Textauszug:

Jesse Ausubel, Gastautor / 16.12.2018 / 10:00 / Foto: Pixabay / 0 / Seite ausdrucken

Die Andersgrünen: Der Mythos vom Öko-Kollaps (4)

Von Jesse Ausubel.

Ich wünschte, ich hätte an dieser Stelle noch mehr positive Entwicklungen zu vermelden. Dem Leben in den Ozeanen wird aber ziemlich übel mitgespielt. Nur als Beispiel: Der Fang eines Fischerbootes vor der Küste Floridas hat sich zwischen 1958 und 2007 massiv verändert – 2007 gab es nämlich plötzlich keine großen Zackenbarsche mehr. Alternativ kann man auch den Fischmarkt in Tokyo besuchen: Meeresfrüchte sind erstaunlich lecker und dank verbesserten Lager- und Transportbedingungen auf Märkten in großem Variantenreichtum zu erstehen. So endet dann ein Oktopus aus Mauretanien in Japan. Bevor die moderne Kühltechnik Einzug hielt, war Sushi eine Delikatesse, die nur für den Kaiser von Japan zubereitet wurde. Ein Blauflossen-Thunfisch von rund 222 Kilogramm Gewicht ging im Januar 2013 für einen Rekordpreis von 1,76 Millionen Dollar über die Ladentheke. Die Demokratisierung von Sushi hat für das Leben im Meer alles verändert.

Bereitgestellte Daten:
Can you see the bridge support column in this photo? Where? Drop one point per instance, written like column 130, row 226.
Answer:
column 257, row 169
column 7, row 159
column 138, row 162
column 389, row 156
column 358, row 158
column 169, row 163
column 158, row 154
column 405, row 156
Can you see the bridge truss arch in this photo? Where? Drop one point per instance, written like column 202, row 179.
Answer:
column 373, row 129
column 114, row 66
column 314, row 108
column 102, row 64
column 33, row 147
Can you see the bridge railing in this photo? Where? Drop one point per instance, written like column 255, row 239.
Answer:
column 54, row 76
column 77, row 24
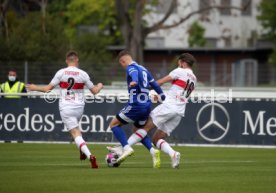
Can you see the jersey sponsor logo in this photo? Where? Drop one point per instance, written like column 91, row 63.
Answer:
column 217, row 124
column 73, row 73
column 180, row 83
column 65, row 85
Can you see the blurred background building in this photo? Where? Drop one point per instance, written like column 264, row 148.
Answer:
column 226, row 37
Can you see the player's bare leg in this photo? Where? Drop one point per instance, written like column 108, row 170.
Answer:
column 121, row 137
column 81, row 144
column 140, row 135
column 160, row 143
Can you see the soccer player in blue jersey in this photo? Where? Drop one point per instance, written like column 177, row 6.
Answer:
column 139, row 105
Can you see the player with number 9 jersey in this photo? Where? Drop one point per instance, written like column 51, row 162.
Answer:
column 71, row 81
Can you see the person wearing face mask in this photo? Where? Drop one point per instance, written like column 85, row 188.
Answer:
column 13, row 85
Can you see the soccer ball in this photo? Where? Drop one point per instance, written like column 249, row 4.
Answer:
column 110, row 160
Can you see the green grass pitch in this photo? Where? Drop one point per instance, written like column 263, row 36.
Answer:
column 55, row 168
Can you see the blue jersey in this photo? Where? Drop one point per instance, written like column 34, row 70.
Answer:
column 139, row 95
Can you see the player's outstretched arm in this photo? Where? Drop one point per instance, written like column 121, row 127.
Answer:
column 96, row 89
column 33, row 87
column 165, row 79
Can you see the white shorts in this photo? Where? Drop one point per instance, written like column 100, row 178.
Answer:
column 71, row 117
column 165, row 118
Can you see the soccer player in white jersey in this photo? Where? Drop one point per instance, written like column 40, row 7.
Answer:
column 166, row 116
column 71, row 103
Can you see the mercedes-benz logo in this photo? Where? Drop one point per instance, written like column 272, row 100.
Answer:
column 212, row 111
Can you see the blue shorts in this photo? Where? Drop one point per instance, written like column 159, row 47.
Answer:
column 138, row 115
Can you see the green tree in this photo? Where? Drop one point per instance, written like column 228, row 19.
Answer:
column 135, row 29
column 29, row 42
column 196, row 35
column 99, row 14
column 268, row 20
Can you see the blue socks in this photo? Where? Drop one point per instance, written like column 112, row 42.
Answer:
column 120, row 135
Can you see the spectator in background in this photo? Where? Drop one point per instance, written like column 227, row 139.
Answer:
column 13, row 85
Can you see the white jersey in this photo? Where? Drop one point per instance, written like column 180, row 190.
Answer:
column 71, row 81
column 183, row 84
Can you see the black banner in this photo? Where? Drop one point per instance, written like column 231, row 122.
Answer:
column 237, row 123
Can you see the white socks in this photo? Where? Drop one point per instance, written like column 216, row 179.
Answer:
column 136, row 137
column 165, row 147
column 81, row 144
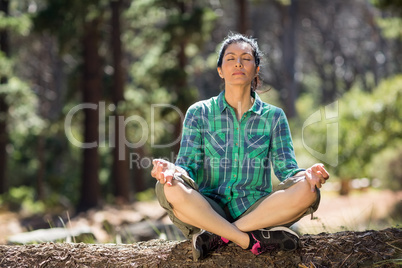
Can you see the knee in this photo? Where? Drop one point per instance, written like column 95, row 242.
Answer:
column 177, row 193
column 304, row 197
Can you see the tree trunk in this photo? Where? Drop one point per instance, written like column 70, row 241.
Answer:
column 120, row 170
column 288, row 39
column 5, row 48
column 91, row 88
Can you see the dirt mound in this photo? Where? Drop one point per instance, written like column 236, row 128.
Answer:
column 344, row 249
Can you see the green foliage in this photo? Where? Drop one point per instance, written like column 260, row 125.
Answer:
column 386, row 166
column 20, row 24
column 22, row 199
column 368, row 124
column 23, row 101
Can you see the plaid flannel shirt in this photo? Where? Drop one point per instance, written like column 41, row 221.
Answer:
column 231, row 159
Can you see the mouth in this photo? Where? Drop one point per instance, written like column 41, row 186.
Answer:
column 238, row 73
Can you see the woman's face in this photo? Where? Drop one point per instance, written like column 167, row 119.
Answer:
column 238, row 65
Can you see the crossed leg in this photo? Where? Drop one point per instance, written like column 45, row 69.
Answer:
column 279, row 208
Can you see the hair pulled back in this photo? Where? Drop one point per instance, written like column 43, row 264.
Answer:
column 234, row 38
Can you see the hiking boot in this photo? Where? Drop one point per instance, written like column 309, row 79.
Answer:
column 281, row 238
column 204, row 243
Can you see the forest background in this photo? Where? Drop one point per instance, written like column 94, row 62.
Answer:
column 91, row 91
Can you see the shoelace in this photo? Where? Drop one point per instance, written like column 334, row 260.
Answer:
column 257, row 248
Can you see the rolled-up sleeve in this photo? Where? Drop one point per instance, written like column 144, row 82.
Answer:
column 191, row 152
column 283, row 158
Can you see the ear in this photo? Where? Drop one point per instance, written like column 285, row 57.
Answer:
column 257, row 70
column 219, row 69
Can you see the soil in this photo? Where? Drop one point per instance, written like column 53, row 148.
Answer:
column 343, row 249
column 325, row 241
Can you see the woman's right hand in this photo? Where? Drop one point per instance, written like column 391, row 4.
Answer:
column 162, row 172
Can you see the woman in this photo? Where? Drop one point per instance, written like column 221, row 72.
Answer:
column 220, row 189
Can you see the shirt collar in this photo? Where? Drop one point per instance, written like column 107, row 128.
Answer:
column 256, row 108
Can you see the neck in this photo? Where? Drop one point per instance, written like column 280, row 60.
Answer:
column 239, row 99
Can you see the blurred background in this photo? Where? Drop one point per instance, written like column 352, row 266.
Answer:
column 91, row 91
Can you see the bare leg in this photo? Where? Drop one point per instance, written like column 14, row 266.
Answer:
column 190, row 207
column 281, row 207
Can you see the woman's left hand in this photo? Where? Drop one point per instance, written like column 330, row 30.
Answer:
column 316, row 176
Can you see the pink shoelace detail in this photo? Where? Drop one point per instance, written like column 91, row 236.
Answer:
column 225, row 240
column 255, row 248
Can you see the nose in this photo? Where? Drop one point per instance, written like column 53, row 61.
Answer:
column 238, row 63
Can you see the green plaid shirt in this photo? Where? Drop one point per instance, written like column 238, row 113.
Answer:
column 231, row 160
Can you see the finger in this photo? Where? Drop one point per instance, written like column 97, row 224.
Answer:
column 168, row 174
column 323, row 171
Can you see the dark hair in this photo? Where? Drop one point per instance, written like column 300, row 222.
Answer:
column 233, row 38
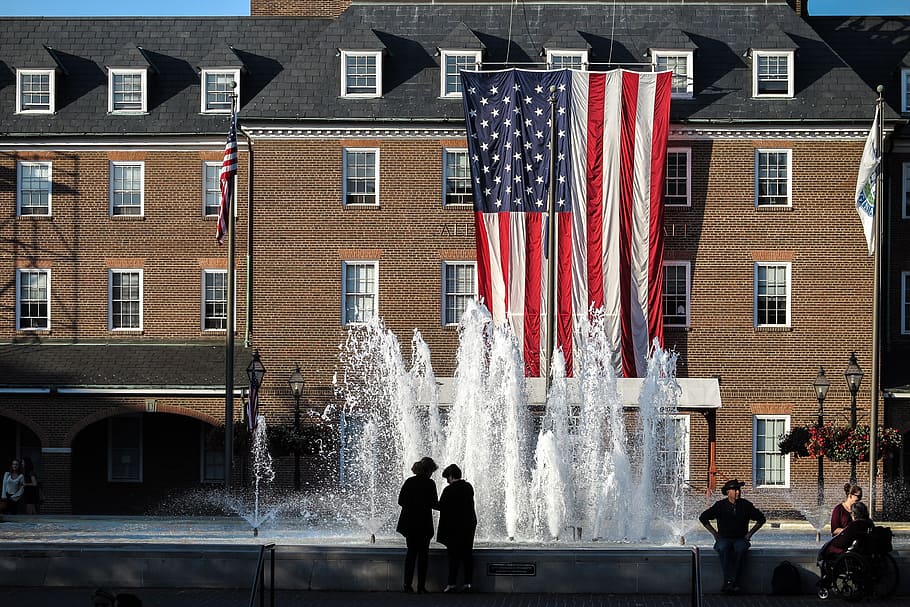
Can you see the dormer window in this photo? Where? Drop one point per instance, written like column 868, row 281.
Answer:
column 452, row 62
column 772, row 73
column 127, row 91
column 361, row 73
column 681, row 64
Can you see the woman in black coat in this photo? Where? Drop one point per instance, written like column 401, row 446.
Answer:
column 457, row 524
column 417, row 500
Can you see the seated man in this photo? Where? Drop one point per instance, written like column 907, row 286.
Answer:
column 732, row 535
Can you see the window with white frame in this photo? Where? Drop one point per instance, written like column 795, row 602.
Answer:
column 361, row 176
column 214, row 300
column 35, row 91
column 33, row 193
column 456, row 180
column 772, row 294
column 573, row 60
column 676, row 293
column 127, row 185
column 33, row 299
column 124, row 449
column 219, row 89
column 459, row 286
column 772, row 73
column 361, row 73
column 681, row 64
column 677, row 177
column 453, row 62
column 770, row 467
column 127, row 91
column 772, row 178
column 125, row 300
column 360, row 291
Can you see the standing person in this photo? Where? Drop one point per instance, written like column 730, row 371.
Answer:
column 12, row 489
column 457, row 524
column 732, row 535
column 841, row 515
column 417, row 499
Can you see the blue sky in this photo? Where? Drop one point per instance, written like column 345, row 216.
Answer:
column 73, row 8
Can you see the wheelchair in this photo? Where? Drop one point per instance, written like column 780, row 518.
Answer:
column 860, row 571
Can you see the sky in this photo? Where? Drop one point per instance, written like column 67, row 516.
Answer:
column 75, row 8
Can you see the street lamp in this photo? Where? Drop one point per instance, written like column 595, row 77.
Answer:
column 854, row 376
column 821, row 385
column 296, row 384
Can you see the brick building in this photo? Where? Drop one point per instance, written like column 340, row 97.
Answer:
column 352, row 153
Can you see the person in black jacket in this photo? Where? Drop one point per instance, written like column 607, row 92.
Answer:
column 457, row 524
column 417, row 500
column 732, row 535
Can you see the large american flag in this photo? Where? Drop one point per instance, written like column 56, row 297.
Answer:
column 228, row 172
column 611, row 141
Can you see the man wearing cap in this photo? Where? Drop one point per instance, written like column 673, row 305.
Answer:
column 732, row 535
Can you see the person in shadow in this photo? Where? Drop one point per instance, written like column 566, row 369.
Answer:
column 417, row 499
column 457, row 524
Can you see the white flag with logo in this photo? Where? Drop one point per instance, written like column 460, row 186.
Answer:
column 866, row 184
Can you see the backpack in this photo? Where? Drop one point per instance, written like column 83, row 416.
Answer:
column 786, row 580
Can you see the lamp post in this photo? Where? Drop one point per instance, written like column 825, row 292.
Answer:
column 854, row 376
column 821, row 385
column 296, row 384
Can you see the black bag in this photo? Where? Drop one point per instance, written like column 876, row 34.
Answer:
column 786, row 580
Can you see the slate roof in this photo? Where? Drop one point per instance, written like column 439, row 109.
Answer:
column 292, row 71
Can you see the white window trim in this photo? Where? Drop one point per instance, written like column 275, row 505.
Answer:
column 443, row 54
column 344, row 74
column 755, row 419
column 50, row 188
column 344, row 177
column 789, row 266
column 235, row 75
column 344, row 288
column 19, row 273
column 110, row 90
column 690, row 67
column 110, row 300
column 688, row 266
column 756, row 177
column 52, row 101
column 115, row 163
column 791, row 67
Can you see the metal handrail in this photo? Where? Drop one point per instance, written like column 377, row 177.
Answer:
column 259, row 577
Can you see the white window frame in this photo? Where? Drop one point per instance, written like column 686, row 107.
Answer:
column 20, row 181
column 688, row 275
column 759, row 178
column 555, row 55
column 113, row 73
column 687, row 152
column 757, row 80
column 115, row 164
column 20, row 91
column 787, row 266
column 677, row 92
column 47, row 300
column 346, row 168
column 444, row 55
column 377, row 89
column 458, row 296
column 110, row 299
column 774, row 451
column 374, row 294
column 138, row 449
column 206, row 105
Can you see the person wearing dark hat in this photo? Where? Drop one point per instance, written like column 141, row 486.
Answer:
column 732, row 535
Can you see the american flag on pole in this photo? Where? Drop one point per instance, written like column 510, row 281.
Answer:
column 611, row 142
column 228, row 172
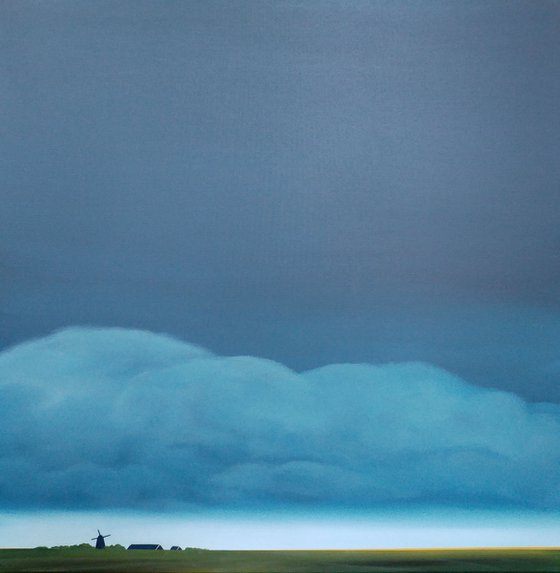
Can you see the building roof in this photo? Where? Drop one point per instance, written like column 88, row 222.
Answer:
column 149, row 546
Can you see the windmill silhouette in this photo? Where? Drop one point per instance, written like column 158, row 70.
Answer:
column 100, row 540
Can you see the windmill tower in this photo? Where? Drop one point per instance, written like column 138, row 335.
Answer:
column 100, row 540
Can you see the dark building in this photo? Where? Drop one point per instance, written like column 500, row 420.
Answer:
column 100, row 540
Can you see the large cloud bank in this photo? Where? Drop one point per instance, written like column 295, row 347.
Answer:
column 125, row 418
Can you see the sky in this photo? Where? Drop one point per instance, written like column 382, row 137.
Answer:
column 279, row 256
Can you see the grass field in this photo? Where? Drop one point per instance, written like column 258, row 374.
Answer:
column 436, row 560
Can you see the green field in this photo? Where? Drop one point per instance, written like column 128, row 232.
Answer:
column 121, row 561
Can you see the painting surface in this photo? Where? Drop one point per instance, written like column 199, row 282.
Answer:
column 280, row 274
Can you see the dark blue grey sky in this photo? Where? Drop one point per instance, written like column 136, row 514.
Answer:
column 311, row 182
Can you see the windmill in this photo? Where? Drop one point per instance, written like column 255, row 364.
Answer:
column 100, row 540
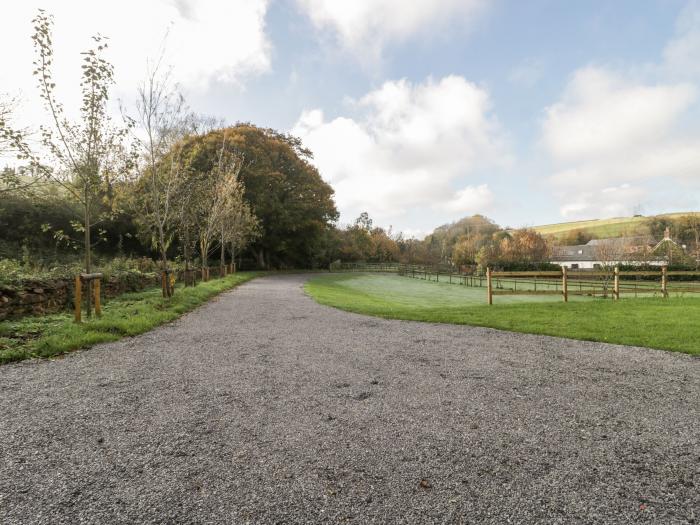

Zu bearbeitende Aufgaben:
a) Beantworte anhand des Textauszugs über das Leben in den Ozeanen diese Fragen:
(i) Welche Fische gab es 2007 im Fang des Fischerbootes vor der Küste Floridas nicht mehr?
(ii) Aus welchem Land stammt der Oktopus, der in Japan endet?
(iii) Zu welchem Preis wurde der Blauflossen-Thunfisch im Januar 2013 verkauft?
b) Gib den Textauszug zwischen „Jesse Ausubel, Gastautor“ und „Von Jesse Ausubel.“ wortgetreu wieder, beide Stellen eingeschlossen.

Lösungen:
a)
(i) Große Zackenbarsche
(ii) Aus Mauretanien
(iii) Für 1,76 Millionen Dollar

b)
Jesse Ausubel, Gastautor / 16.12.2018 / 10:00 / Foto: Pixabay / 0 / Seite ausdrucken

Die Andersgrünen: Der Mythos vom Öko-Kollaps (4)

Von Jesse Ausubel.